* START Document section *

Big tobacco, of course, sowed doubt over the dangers of smoking just as modern-day climate-change skeptics create suspicions that people like Gore fearmonger for profit. Guggenheim includes a clip of George H.W. Bush in the 1992 campaign against Clinton-Gore claiming that “you’ll be up to your ears in owls and out of jobs” if the Democrats win, and another of Oklahoma’s James Inhofe, a man for whom “senator” seems too honorific a term, repeating his famous quip about climate change being “the greatest hoax ever perpetrated on the American people.”

In a way, the film seems designed to make you understand what Gore was up against in his fight to raise awareness about the climate. It is not an unwarranted defense: Even now, the Exxon- and American Petroleum Institute–funded think tank, the Competitive Enterprise Institute, is producing commercials to counter Gore’s argument. “There’s category-five denial out there,” Gore says.

In 2000, Gelbspan wrote that nature had given Gore the chance to launch a campaign against climate change when a 9-foot-deep hole in the Arctic ice opened up into a mile-wide lake. In 2006, it has given him another chance: Four major hurricanes in 2004, five in 2005, now believed by most scientists to have been fed by unusually warm seas. Baby walruses, separated from their mothers on ice melting too early, have been dying of starvation; New England has flooded. As Gore notes, “There is another voice in this debate now, and that’s Mother Nature. You can’t ignore her.” In fact, she’s been so loud that some people have said we’ve passed the point of no return, and still, the Bush administration shows no signs of regulating carbon dioxide as a pollutant; we still cool our rooms with electricity from coal-burning power plants. Even if we can turn things around, do we have the political will to do it?

* END Document section *
* START Dataset *

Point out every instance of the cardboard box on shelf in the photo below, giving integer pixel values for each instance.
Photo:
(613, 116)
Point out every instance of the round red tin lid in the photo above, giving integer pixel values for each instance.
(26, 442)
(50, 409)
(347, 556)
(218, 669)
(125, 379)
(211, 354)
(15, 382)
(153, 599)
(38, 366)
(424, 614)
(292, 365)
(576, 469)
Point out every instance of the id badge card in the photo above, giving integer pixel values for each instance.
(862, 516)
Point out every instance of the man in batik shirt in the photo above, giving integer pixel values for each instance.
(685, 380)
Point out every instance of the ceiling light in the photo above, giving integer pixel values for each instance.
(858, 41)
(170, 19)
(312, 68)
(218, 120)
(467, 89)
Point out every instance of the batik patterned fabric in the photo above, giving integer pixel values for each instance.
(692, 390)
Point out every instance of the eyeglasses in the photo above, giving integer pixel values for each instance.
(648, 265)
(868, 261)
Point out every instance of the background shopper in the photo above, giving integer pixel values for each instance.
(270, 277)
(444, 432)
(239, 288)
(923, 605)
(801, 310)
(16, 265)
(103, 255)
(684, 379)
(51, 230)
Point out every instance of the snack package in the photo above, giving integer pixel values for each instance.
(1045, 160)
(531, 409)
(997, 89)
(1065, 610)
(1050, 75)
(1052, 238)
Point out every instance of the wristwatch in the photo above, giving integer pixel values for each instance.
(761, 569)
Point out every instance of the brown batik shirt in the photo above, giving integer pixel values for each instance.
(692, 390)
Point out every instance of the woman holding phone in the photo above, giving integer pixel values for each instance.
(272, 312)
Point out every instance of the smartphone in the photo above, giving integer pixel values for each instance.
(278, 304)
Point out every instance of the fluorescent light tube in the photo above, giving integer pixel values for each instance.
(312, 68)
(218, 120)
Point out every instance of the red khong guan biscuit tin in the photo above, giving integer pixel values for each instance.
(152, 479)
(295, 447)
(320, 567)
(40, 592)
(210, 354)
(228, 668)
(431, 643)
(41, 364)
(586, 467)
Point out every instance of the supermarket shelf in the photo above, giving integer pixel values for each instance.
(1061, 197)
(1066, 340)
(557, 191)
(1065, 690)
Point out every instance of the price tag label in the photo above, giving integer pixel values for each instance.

* END Dataset *

● **What is required**: According to the passage on Gore's climate film, which think tank is making commercials to counter Gore's argument?

● **Worked solution**: The Competitive Enterprise Institute.